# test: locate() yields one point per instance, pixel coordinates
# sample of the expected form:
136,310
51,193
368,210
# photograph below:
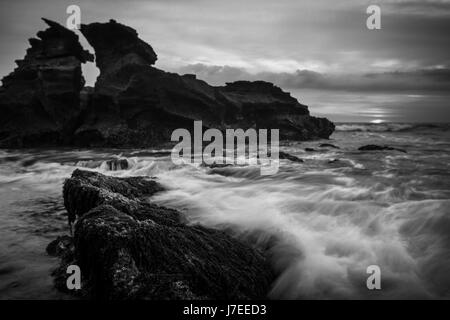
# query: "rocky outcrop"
130,248
133,104
374,147
40,99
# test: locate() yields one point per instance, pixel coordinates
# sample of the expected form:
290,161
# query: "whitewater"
321,222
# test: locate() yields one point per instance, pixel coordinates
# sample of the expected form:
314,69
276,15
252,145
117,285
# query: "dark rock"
40,99
43,102
217,165
284,155
328,145
374,147
135,104
117,164
60,246
129,248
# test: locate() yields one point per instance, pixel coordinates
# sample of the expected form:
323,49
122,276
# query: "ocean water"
322,222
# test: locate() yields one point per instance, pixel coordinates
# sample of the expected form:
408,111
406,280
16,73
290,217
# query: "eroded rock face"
135,104
40,99
374,147
129,248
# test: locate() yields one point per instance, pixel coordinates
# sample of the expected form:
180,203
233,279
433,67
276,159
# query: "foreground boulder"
129,248
40,100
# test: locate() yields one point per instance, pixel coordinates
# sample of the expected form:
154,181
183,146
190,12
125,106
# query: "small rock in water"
374,147
284,155
328,145
59,246
117,164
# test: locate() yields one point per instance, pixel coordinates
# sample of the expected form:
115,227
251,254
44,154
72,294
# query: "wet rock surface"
133,104
40,100
374,147
129,248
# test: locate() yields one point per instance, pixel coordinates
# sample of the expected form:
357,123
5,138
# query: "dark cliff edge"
43,102
129,248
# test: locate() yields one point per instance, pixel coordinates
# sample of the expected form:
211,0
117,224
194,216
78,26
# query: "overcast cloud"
317,45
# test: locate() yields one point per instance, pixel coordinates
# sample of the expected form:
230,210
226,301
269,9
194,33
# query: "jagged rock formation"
133,104
129,248
137,104
40,99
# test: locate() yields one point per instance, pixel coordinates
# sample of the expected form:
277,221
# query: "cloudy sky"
319,50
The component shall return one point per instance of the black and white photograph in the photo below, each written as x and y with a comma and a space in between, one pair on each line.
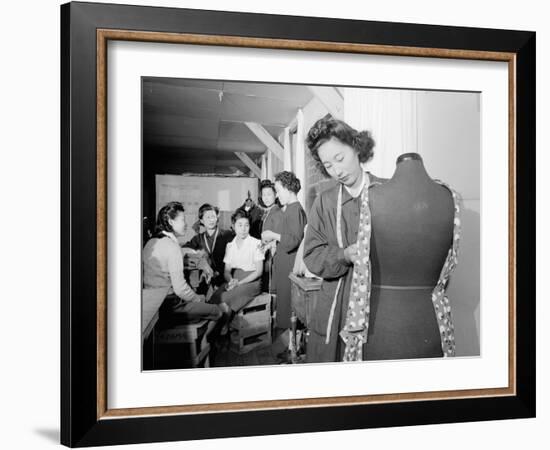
292, 224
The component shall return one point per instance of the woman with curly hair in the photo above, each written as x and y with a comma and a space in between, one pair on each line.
163, 267
330, 248
288, 239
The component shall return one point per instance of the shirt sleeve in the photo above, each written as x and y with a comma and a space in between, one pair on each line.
258, 254
293, 231
194, 243
322, 258
175, 268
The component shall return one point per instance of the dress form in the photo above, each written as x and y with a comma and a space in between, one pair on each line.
412, 231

_ _ _ _ _ _ _

Activity => Here the job is to print all the data exactly, skipping any image.

Answer space =>
# test: locate() yields one point per instance, pixel coordinates
# sample of the expected form:
136,310
51,193
368,210
# photograph below:
# query: "rocky outcrop"
130,248
133,104
374,147
40,99
# test: locate() yields one point per instance, pixel coordinates
# sample of the expected form:
290,161
# query: "whitewater"
321,222
# test: locate() yields one point per instance, pixel coordinates
# sample of the expected form:
314,69
276,15
252,145
117,285
# query: "dark rock"
40,99
43,102
217,165
284,155
328,145
374,147
135,104
117,164
60,246
129,248
# test: locate() yields one point per instance, pixel coordinates
# sample of the expected form:
323,49
122,276
# query: "ocean water"
322,222
# test: locate() yields one point per instance, pixel coordinates
# sample of the expected form:
408,111
406,280
16,73
290,217
# query: "eroded rock face"
135,104
40,99
374,147
129,248
# test: locate() yields one point per instance, pixel coordinates
# sample of the expected form:
180,203
233,279
433,67
276,159
# query: "foreground boulder"
129,248
40,100
# test: locate() yields one point per instance, pixel coordinates
# sample of the expected form:
154,181
183,146
190,12
125,106
# query: "small rock in water"
374,147
284,155
328,145
59,246
117,164
# test: locate() yields one point per instance, pixel coordinates
# sample of the expected form:
115,227
251,254
44,154
72,294
# query: "wet rock surface"
133,104
40,100
374,147
129,248
# test: locate() yields one point per instance, pixel coordinates
# sample of the expected form:
357,123
5,138
# query: "dark cliff edge"
43,102
129,248
# test: locate() yields one point per instance, pixel coordinates
# sample of the expected form:
211,0
117,224
194,216
78,26
# query: "overcast cloud"
317,45
# test: locate() yields one point per instance, pixel coordinates
# sample of the expected form:
230,210
226,301
269,9
194,33
# query: "jagged rock formation"
133,104
129,248
137,104
40,99
# test: locate() yields one point per instance, pixel coordinates
# sample of the expected form:
277,221
# query: "cloudy sky"
319,50
The component shall return one point per instance of the black and white photograph in the photo below, each written as x and y with a comma and a space in between, one pair on each line.
292, 224
The component shall return one point per instance of the woman with curly hair in the photo above, each written as x and y with a comma and a space in between, one pair on each line.
163, 267
330, 248
288, 239
The component shall return one point per instance of the shirt sleeve in the photo above, each written as x and y with a comma and a space in between, one pair on each line.
258, 254
293, 231
194, 243
322, 258
175, 268
The component shall return one point per instance of the dress form in the photo above, each written as x and y with a comma and a space in between, one pair on each line.
412, 231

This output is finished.